[Provided passage]:
————

Overview

By analyzing real-time interactions, Wonda’s Evaluation Feature can now provide instant feedback on the language and engagement strategies used in a simulation.

This immediate feedback loop helps learners quickly adjust their approaches during repeated practice, with the goal of building and honing skills under diverse circumstances.

In this guide, you will find suggestions on:

When to use the AI-powered Assessment feature
How to prepare for writing strong criteria
How to write strong criteria
How to test your criteria

When to use Wonda’s AI-powered Evaluation feature?

While repeated practice in authentic simulations can promote learner progress, the observed improvements are even greater when that practice is paired with coaching or feedback.

The AI Assessment feature can especially augment learning design in situations that benefit from:

Immediate deployment of learner feedback: for skill-based simulations where learners can rapidly integrate feedback into subsequent practice and real-life scenarios.
Instructor/facilitator pulse check on learner takeaways: to quickly and seamlessly gauge learner understanding of a topic via a debriefing simulation.
Conversational reflection and coaching: to offer thoughts on individual reflections that are done after an activity, experience, or subject.

Personalized self or formative assessment: instead of having learners rate their own competencies, place them in a simulation and then have them comment on the assessment.

How to get started with drafting criteria?

Before you start defining the criteria for the AI Assessment of a simulation, we highly recommend that you address the following points and questions.

Consider the learning goals of the broader learning experience and the learning objectives of the simulation/exercise in particular.
1. What are the learning goals of the overall learning experience?
2. Where does this simulation sit within the larger learning experience (i.e., what is the context around the simulation and the scaffolding leading up to it)?
3. What are the learning objectives of the simulation?
4. How does the simulation build skills or understanding toward the overall learning goals?

————

Items from a collection
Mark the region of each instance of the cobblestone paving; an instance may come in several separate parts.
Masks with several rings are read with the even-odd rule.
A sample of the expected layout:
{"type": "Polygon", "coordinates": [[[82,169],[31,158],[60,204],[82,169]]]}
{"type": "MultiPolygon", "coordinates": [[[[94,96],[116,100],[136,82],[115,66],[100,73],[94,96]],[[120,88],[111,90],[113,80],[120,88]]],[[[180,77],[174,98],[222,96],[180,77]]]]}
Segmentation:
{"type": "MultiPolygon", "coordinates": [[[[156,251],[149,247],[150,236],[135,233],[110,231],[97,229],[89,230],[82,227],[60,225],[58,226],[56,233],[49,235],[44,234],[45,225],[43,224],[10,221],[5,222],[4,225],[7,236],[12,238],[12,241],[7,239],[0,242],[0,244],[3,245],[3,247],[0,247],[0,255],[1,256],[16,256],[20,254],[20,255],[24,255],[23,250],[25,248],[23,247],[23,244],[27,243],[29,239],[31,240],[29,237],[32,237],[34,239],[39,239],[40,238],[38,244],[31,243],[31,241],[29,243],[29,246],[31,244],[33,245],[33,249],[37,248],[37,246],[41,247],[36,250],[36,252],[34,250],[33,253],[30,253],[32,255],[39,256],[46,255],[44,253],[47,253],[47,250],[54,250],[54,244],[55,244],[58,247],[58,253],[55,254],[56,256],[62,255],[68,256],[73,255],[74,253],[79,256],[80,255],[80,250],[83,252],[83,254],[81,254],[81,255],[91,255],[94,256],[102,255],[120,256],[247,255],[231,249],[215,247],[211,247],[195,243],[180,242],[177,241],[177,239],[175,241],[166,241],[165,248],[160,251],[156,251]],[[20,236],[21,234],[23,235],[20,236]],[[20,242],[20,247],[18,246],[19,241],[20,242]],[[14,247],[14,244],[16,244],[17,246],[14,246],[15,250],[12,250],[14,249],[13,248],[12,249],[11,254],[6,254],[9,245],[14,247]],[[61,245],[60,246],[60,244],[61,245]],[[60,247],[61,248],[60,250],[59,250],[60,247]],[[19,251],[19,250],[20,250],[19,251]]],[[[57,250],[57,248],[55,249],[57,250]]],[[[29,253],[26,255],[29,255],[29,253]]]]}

————

Carry the guide on writing criteria for Wonda's AI Evaluation feature forward from its last line.

Break down skill sets or understanding into their components (the level of detail will depend on your answers to Question #1).
1. How might complex or intricate tasks be split into simpler components?
2. What components do you want to focus on?
3. For a skill like conflict resolution, the components of interest might be active listening, emotional regulation, self-awareness, and problem solving creativity.
4. For content or process understanding, which pieces of the content or process do you want to ensure that learners comprehend? Is it important that learners be able to describe the non-violent communication framework or their takeaways for how to integrate the framework into their daily lives?
Identify the key behaviors or responses that you want learners to verbally display for each component.
1. Referring back to the conflict resolution example outlined in Question #2, for the active listening component, you might be interested in gauging whether learners have picked up on a specific piece of information shared by the AI Character or the extent to which the concerns of the AI Character were addressed in the learners’ responses.
2. If the goal is to evaluate understanding of, for instance, the non-violent communication framework, what about the framework specifically do you want them to mention?

How to write the criteria?

Once you have addressed the questions and considerations above, you are ready to write the criteria.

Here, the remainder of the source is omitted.